▶ [YOUR TASK]:
Gather every line of the records that contains the string "breast", copying each one in full. Case counts.

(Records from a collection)
.....

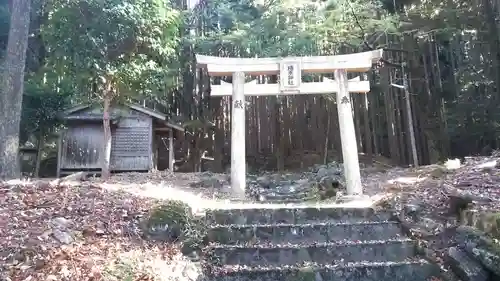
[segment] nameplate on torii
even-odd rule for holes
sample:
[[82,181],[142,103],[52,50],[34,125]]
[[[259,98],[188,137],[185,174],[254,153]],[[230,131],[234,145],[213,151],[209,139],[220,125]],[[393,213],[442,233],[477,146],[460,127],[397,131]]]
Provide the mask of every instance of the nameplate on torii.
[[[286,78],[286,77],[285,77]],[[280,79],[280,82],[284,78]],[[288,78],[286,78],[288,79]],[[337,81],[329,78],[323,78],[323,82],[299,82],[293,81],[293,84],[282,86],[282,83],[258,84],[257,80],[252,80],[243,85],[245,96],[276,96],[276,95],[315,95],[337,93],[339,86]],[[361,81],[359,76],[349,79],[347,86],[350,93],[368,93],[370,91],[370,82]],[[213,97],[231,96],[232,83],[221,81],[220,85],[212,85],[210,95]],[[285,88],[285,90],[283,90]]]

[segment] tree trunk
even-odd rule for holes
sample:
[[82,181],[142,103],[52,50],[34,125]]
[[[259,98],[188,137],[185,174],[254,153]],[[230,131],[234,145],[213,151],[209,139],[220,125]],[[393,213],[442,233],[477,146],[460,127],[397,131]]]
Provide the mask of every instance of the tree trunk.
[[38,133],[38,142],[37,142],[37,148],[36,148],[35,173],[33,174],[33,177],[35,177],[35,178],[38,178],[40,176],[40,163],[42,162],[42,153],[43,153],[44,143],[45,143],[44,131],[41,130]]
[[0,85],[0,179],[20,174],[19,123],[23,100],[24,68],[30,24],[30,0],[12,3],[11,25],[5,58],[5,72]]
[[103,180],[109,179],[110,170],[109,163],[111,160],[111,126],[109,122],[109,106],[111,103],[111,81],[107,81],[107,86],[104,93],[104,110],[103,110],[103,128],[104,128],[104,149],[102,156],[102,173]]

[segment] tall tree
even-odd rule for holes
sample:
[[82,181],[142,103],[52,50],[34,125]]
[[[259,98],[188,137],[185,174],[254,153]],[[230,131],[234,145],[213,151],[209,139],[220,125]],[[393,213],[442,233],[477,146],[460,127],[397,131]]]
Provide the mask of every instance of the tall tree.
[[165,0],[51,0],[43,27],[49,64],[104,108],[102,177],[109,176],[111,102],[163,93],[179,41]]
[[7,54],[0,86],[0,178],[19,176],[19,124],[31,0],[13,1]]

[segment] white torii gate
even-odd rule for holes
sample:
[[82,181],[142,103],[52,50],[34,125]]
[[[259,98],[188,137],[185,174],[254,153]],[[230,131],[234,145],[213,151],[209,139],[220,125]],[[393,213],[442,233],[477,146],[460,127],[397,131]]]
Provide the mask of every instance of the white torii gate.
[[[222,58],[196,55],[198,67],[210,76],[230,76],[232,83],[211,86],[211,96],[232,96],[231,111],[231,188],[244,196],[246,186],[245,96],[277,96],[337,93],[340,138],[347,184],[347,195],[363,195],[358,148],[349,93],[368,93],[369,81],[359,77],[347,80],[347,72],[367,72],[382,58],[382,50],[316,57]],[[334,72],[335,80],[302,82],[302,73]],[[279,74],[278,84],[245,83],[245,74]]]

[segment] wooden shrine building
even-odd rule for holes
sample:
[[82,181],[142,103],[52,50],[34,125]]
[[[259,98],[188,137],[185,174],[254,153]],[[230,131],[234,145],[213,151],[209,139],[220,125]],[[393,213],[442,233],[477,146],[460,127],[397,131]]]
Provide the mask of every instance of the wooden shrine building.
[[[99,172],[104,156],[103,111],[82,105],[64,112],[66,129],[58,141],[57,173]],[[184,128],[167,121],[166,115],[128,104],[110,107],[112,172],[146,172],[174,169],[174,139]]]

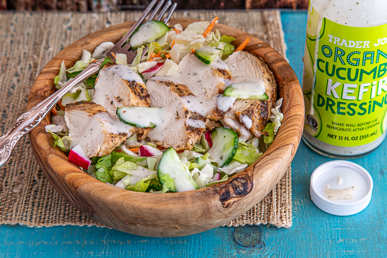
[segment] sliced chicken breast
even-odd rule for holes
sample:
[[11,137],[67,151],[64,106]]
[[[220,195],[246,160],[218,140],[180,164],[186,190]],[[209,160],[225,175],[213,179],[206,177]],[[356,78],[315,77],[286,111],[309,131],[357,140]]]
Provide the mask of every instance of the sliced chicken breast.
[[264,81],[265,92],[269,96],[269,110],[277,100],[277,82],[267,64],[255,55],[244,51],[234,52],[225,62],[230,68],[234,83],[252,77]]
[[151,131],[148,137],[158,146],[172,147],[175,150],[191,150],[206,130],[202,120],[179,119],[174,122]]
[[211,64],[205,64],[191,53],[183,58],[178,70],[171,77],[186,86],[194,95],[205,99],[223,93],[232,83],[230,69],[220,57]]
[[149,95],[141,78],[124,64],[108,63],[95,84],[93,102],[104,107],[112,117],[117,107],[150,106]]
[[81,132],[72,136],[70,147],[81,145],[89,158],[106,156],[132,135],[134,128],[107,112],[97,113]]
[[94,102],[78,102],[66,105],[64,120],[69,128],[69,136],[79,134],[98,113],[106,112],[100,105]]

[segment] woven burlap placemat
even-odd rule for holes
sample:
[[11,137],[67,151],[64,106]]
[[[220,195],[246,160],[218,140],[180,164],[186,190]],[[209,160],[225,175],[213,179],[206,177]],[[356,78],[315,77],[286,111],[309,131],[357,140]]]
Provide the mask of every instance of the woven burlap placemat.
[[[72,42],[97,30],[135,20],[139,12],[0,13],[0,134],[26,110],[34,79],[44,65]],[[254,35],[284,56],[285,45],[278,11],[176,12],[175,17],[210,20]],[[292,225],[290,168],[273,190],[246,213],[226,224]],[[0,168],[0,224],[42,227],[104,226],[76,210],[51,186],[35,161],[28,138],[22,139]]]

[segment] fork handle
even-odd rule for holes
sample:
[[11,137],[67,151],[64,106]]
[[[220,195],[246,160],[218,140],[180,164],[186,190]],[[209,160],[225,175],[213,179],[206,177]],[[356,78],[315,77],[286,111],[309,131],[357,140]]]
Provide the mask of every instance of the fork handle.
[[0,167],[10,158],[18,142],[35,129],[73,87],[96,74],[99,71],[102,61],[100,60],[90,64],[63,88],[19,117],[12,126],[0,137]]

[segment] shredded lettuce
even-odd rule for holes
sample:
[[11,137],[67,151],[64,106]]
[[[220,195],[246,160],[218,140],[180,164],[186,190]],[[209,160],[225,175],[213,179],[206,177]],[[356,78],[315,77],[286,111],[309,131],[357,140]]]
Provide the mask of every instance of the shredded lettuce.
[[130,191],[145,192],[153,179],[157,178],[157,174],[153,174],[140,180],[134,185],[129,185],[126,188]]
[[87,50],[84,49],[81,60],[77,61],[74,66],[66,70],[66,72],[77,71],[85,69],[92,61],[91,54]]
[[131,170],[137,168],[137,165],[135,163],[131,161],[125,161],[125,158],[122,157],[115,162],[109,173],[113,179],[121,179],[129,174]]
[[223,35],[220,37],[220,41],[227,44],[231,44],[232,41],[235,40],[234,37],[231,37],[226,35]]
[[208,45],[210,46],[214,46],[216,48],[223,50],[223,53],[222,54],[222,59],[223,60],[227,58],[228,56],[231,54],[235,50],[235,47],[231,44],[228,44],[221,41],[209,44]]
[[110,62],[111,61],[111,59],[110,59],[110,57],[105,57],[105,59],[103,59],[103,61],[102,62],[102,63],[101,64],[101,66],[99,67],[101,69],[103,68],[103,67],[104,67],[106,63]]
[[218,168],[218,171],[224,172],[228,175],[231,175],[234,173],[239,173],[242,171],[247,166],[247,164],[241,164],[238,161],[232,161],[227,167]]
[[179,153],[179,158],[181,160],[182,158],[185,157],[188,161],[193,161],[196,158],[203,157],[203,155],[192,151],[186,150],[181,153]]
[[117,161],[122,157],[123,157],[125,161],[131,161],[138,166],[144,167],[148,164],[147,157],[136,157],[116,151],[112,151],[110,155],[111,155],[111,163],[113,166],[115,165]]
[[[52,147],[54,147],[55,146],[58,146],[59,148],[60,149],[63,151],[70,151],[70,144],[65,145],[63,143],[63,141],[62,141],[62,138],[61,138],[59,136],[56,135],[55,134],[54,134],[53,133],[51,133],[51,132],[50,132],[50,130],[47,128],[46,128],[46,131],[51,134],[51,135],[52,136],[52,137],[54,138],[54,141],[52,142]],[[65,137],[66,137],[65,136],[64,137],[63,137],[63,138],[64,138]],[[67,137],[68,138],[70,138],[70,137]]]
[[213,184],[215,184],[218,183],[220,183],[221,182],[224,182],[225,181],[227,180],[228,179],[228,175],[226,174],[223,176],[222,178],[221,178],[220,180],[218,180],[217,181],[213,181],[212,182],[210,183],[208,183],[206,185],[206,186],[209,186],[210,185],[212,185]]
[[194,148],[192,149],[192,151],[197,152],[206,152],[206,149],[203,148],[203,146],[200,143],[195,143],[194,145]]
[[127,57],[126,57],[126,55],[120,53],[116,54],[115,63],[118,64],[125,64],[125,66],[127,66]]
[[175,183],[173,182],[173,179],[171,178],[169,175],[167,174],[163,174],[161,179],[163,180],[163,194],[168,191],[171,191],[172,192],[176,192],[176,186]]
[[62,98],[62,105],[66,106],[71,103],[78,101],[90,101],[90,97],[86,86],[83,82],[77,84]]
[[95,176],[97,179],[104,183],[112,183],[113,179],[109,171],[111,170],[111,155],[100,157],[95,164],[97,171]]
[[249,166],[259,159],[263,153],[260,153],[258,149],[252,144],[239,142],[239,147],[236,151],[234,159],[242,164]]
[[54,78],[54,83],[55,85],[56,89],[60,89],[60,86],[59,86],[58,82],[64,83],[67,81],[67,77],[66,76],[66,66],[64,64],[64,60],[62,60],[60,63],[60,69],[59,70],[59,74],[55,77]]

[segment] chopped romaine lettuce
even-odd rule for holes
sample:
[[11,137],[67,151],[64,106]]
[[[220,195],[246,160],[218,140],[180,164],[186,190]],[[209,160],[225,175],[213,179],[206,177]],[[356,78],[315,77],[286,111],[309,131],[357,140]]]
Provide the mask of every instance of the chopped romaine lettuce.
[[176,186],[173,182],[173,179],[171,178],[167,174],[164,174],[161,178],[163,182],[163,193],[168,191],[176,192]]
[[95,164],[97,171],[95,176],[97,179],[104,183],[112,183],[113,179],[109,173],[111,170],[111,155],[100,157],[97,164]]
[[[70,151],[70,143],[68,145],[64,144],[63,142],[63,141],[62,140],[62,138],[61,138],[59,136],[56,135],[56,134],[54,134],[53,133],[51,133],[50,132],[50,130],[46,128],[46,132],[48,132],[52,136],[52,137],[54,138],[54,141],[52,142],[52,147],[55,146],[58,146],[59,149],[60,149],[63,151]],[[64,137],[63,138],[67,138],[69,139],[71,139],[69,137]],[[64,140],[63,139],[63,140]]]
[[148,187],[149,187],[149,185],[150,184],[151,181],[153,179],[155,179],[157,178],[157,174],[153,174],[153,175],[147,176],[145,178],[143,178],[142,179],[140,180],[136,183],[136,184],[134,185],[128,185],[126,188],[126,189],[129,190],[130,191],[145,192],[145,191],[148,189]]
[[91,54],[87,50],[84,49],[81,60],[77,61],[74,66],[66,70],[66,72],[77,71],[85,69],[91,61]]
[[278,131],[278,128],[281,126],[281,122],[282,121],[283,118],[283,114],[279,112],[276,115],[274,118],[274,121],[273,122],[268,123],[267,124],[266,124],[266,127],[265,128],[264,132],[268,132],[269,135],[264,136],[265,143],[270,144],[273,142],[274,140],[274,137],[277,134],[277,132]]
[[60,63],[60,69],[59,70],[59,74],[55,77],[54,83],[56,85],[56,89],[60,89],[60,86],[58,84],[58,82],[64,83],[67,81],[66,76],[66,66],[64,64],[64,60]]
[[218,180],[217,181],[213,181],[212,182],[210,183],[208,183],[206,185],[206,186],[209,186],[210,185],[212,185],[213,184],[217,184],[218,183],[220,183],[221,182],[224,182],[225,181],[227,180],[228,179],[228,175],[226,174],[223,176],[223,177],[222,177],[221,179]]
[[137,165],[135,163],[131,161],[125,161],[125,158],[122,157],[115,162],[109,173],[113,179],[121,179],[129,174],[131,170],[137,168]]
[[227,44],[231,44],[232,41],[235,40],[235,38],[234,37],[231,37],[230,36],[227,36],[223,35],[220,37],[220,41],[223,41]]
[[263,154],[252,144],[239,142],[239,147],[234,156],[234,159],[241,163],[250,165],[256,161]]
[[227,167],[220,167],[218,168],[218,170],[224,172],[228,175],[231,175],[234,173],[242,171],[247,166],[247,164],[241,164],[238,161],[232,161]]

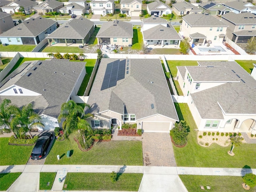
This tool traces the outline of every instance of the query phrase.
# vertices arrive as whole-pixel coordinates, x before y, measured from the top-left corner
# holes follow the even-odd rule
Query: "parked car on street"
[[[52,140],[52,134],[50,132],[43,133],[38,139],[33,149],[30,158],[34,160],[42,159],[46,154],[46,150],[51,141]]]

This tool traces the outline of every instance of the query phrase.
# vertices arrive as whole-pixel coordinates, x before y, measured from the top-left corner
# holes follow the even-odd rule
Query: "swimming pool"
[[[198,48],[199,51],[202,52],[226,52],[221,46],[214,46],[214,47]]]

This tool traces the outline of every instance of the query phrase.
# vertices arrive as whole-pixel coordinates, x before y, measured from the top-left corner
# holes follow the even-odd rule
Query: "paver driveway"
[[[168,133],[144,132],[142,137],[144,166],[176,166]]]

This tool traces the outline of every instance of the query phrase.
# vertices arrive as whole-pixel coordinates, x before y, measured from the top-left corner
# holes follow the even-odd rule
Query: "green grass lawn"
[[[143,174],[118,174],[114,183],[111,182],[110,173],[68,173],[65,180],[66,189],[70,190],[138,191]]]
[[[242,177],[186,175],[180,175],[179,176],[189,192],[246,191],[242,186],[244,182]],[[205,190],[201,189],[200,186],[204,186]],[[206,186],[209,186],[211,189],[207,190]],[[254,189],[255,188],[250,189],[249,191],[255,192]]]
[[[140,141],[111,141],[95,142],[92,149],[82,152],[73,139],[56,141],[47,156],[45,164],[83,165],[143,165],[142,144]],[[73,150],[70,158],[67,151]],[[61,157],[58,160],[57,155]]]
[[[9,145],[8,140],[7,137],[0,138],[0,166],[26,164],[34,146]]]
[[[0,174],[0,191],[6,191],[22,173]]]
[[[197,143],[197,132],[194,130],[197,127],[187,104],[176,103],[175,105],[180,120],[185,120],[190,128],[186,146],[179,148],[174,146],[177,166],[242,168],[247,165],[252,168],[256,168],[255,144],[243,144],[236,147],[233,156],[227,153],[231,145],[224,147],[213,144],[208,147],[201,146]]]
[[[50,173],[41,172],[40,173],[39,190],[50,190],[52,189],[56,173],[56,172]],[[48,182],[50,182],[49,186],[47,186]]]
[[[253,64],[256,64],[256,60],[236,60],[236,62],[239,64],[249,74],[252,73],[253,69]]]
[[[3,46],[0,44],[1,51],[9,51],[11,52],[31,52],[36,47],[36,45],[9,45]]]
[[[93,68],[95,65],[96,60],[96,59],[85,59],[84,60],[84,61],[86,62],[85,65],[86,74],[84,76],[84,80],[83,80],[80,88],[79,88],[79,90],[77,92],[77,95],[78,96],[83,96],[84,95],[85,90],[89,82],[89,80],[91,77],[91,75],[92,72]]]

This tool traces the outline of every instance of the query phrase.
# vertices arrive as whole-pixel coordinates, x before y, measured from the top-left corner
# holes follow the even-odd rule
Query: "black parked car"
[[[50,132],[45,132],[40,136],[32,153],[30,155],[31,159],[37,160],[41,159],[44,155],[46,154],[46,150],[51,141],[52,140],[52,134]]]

.....

▶ [EXERCISE OUTPUT]:
[segment] sliced chicken breast
Provide the mask of every instance of the sliced chicken breast.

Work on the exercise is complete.